Исходный фрагмент =>
Но уже через полгода, в своей речи на VII Московской губернской партийной конференции 29 октября 1921 года, Ленин был вынужден признать: «С товарообменом ничего не вышло, частный рынок оказался сильнее нас, и вместо товарообмена получилась обыкновенная купля-продажа, торговля».

Таким образом, можно констатировать, что Ленин сдавал позиции военно-коммунистической диктатуры постепенно, под давлением объективных реалий, мотивируя эту сдачу одним: надо выжить! Это не было теоретическим переосмыслением опыта «военного коммунизма», это был эмпирический учет и анализ реальных возможностей. Однако громадная часть партии большевиков (и тех, кто вступил в нее в годы гражданской войны, и часть старых большевиков) новую политику в области народного хозяйства приняла в штыки. Партийные билеты стали нередко швырять на стол секретарю ячейки, многие уходили в банды, примириться с легализацией «буржуя» после трех лет гражданской войны оказалось не просто. Чтобы придать этому процессу официальный характер, Центральный Комитет объявил официальную чистку партии, которая продолжалась с 15 августа до конца 1921 года. За этот период было исключено (или добровольно вышло) из партии 159 355 человек, что составило 24,1 % от общего списочного состава РКП(б). Но и многие из тех, кто остался в партии и при руководящих должностях, начинают просто саботировать новую экономическую политику.

Е.Г. Гимпельсон совершенно прав, утверждая, что «военный коммунизм» складывался и функционировал более двух лет, он успел стать определенной хозяйственной системой со своей идеологией и социальной психологией»1. Те элементы государственного капитализма, которые составляли его основу в 1918 году, за годы гражданской войны приобрели совершенно другое идеологическое и политическое истолкование. Ленину пришлось специально напомнить в своих публичных выступлениях и некоторых работах о тех идеях, которые он выдвигал в 1918 году. Однако справиться с инерцией военно-коммунистической психологии было не просто. Значительная часть членов партии готова была принять новую экономическую политику, но только как вынужденную и временную. Кроме того, реставрация товарно-денежных отношений в условиях полной зависимости предпринимателей (нэпманов) от партийно-государственного аппарата создавала широкое поле для злоупотреблений, прежде всего — для личного обогащения советских чиновников. Борьба с этим злом была возложена на партийные контрольные органы, которые действовали в тесном контакте с ВЧК — ОГПУ. Таким образом, атмосфера гражданской войны сохранялась и при нэпе.

Инструкция к заданию =>
Продублируйте приведенный выше фрагмент о переходе к нэпу целиком, без каких-либо изменений.

Фрагменты листинга =>
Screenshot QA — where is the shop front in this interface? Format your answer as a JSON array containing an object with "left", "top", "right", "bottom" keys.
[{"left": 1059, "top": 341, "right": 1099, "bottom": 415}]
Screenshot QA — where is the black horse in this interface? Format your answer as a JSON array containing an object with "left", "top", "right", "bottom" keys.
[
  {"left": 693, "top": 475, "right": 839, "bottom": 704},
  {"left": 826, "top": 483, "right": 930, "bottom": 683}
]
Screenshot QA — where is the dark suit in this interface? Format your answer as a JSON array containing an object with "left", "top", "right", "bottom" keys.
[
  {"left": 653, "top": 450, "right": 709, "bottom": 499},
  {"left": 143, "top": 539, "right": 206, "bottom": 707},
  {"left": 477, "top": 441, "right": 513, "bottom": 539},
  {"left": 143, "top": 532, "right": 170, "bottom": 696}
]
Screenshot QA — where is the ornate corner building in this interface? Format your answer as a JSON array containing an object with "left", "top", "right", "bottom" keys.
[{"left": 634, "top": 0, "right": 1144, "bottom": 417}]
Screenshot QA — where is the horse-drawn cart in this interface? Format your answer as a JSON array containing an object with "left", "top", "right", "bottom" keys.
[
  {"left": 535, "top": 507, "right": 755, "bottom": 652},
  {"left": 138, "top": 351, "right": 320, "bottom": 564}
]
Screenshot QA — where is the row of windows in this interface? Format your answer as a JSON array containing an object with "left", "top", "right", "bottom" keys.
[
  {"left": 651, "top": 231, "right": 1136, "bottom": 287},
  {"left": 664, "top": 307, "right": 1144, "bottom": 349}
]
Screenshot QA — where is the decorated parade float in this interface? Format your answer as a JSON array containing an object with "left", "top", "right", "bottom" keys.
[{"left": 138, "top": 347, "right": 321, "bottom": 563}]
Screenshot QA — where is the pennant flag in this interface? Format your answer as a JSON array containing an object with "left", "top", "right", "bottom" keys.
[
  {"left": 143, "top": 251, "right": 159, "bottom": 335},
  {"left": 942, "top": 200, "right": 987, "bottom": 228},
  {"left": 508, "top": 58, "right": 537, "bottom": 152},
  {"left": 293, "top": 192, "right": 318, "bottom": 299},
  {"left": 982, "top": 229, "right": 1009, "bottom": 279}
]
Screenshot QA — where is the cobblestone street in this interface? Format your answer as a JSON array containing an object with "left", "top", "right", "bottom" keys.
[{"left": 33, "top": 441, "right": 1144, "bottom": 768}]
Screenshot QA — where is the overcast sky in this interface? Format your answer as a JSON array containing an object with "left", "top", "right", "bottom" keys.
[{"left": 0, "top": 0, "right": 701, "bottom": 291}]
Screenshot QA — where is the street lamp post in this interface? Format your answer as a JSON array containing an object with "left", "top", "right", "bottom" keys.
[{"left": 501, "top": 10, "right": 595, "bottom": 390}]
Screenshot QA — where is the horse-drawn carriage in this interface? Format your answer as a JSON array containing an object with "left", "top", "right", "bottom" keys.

Полный ответ =>
Но уже через полгода, в своей речи на VII Московской губернской партийной конференции 29 октября 1921 года, Ленин был вынужден признать: «С товарообменом ничего не вышло, частный рынок оказался сильнее нас, и вместо товарообмена получилась обыкновенная купля-продажа, торговля».

Таким образом, можно констатировать, что Ленин сдавал позиции военно-коммунистической диктатуры постепенно, под давлением объективных реалий, мотивируя эту сдачу одним: надо выжить! Это не было теоретическим переосмыслением опыта «военного коммунизма», это был эмпирический учет и анализ реальных возможностей. Однако громадная часть партии большевиков (и тех, кто вступил в нее в годы гражданской войны, и часть старых большевиков) новую политику в области народного хозяйства приняла в штыки. Партийные билеты стали нередко швырять на стол секретарю ячейки, многие уходили в банды, примириться с легализацией «буржуя» после трех лет гражданской войны оказалось не просто. Чтобы придать этому процессу официальный характер, Центральный Комитет объявил официальную чистку партии, которая продолжалась с 15 августа до конца 1921 года. За этот период было исключено (или добровольно вышло) из партии 159 355 человек, что составило 24,1 % от общего списочного состава РКП(б). Но и многие из тех, кто остался в партии и при руководящих должностях, начинают просто саботировать новую экономическую политику.

Е.Г. Гимпельсон совершенно прав, утверждая, что «военный коммунизм» складывался и функционировал более двух лет, он успел стать определенной хозяйственной системой со своей идеологией и социальной психологией»1. Те элементы государственного капитализма, которые составляли его основу в 1918 году, за годы гражданской войны приобрели совершенно другое идеологическое и политическое истолкование. Ленину пришлось специально напомнить в своих публичных выступлениях и некоторых работах о тех идеях, которые он выдвигал в 1918 году. Однако справиться с инерцией военно-коммунистической психологии было не просто. Значительная часть членов партии готова была принять новую экономическую политику, но только как вынужденную и временную. Кроме того, реставрация товарно-денежных отношений в условиях полной зависимости предпринимателей (нэпманов) от партийно-государственного аппарата создавала широкое поле для злоупотреблений, прежде всего — для личного обогащения советских чиновников. Борьба с этим злом была возложена на партийные контрольные органы, которые действовали в тесном контакте с ВЧК — ОГПУ. Таким образом, атмосфера гражданской войны сохранялась и при нэпе.